REQUIRED TASK: Return every line of the listing that contains the word "white".

THE RECORDS:
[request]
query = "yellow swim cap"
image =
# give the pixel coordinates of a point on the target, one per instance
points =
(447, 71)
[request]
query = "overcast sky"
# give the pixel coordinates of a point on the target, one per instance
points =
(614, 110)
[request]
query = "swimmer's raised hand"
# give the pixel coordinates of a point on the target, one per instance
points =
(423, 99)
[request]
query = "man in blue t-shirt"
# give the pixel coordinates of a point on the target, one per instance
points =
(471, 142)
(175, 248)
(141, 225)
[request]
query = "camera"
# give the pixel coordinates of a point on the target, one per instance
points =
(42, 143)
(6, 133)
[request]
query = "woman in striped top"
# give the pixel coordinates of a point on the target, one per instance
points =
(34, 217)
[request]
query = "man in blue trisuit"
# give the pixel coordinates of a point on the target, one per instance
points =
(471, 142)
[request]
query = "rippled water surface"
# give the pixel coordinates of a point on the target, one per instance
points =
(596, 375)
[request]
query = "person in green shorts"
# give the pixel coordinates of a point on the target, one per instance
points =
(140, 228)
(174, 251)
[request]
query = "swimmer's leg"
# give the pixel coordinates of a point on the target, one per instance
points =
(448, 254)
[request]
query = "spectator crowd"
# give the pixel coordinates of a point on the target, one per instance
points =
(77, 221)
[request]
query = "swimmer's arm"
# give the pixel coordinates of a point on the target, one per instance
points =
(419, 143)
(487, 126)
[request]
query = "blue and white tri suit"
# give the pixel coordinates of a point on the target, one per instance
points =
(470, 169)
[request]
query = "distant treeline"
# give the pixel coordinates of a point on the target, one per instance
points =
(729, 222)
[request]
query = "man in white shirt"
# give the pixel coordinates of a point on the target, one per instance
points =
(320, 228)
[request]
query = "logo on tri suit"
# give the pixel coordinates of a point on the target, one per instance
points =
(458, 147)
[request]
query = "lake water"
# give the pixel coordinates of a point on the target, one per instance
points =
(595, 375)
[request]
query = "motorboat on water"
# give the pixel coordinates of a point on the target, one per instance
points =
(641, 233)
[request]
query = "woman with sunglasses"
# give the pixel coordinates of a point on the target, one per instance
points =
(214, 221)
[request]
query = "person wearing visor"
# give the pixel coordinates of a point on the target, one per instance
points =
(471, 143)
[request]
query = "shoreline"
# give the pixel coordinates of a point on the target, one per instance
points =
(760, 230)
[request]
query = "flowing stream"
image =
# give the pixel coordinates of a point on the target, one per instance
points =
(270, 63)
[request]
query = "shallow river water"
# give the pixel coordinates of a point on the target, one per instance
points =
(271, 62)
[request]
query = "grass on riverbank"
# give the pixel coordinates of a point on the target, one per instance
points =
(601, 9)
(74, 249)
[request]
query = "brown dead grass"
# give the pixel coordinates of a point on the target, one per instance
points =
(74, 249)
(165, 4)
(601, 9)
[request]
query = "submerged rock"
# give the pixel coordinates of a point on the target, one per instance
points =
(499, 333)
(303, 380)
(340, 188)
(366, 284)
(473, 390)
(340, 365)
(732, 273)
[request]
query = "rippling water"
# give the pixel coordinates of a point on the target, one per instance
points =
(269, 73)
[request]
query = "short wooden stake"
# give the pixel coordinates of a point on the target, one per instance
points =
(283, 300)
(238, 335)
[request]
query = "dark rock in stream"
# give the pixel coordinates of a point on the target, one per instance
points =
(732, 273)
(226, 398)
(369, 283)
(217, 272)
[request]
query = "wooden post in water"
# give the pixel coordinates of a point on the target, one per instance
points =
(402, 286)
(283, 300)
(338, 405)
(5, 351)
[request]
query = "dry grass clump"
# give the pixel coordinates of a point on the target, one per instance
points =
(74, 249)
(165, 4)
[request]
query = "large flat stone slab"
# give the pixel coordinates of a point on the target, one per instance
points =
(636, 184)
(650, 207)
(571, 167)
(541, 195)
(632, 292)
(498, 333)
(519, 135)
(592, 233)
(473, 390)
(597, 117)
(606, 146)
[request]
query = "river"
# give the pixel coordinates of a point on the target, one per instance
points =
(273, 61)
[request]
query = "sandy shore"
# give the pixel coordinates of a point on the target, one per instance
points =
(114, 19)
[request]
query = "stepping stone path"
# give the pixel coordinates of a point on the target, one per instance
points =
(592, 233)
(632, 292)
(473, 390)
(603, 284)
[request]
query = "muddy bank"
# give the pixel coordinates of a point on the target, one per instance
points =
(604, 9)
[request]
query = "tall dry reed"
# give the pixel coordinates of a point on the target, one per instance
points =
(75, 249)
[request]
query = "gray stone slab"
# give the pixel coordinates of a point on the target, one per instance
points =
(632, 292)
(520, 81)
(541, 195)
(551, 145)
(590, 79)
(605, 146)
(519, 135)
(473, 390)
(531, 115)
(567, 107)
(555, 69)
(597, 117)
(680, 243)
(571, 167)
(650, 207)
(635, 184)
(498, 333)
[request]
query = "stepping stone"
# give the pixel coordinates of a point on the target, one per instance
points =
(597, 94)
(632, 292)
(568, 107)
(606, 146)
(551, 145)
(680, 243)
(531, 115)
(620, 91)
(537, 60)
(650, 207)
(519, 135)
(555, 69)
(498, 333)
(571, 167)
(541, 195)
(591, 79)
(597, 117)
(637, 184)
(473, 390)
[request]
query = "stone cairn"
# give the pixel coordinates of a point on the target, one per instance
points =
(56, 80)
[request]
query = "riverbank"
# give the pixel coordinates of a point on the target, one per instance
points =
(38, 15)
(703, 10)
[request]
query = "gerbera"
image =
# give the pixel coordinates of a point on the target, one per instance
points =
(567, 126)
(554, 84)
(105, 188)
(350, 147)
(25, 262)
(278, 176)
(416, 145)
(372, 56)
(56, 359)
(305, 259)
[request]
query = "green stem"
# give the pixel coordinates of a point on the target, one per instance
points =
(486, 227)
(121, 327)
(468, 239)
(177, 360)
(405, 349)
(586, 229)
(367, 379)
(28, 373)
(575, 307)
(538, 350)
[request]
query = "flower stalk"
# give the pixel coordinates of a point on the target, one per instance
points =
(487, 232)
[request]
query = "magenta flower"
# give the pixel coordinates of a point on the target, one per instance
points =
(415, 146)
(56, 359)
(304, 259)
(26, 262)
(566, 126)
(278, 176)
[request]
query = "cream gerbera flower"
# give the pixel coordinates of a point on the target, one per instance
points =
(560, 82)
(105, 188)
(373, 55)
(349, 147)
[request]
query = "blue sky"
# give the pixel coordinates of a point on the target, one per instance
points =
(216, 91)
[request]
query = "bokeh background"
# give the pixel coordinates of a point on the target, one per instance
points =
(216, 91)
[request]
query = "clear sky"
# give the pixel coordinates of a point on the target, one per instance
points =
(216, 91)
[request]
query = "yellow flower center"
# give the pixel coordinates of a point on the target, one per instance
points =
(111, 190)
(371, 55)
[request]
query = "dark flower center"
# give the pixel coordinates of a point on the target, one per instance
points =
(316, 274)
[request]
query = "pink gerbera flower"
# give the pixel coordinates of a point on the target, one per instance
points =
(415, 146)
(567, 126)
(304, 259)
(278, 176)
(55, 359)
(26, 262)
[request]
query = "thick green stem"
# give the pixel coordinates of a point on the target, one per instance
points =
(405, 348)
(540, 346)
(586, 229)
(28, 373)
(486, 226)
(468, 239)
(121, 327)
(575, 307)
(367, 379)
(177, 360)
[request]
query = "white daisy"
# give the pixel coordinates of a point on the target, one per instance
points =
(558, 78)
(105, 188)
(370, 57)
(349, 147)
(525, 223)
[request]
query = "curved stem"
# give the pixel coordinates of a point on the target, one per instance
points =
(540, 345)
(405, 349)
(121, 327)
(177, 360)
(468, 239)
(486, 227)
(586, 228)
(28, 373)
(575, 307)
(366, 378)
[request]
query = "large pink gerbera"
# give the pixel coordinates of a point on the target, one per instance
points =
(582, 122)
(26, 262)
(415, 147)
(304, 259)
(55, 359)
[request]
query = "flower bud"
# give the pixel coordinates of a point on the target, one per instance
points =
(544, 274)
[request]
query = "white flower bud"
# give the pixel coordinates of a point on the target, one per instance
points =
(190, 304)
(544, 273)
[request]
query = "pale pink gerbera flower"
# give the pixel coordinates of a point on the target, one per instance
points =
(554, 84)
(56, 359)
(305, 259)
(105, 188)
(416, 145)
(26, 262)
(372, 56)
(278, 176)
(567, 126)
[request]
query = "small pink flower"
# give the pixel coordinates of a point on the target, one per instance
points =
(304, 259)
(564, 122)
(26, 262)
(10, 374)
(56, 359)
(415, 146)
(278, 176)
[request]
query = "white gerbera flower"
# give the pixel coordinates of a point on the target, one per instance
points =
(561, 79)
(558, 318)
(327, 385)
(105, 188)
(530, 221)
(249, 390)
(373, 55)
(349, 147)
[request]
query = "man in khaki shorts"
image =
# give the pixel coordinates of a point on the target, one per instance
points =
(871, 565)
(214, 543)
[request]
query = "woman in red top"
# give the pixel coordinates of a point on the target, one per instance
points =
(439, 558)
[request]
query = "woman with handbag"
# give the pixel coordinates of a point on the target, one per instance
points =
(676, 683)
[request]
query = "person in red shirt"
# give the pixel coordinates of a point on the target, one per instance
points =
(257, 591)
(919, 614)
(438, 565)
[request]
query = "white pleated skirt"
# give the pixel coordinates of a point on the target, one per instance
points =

OUTPUT OF THE TASK:
query = "blue and white tri suit"
query = "man in white shirt"
query = "white daisy"
query = "white flower bud"
query = "white gerbera flower"
query = "white pleated skirt"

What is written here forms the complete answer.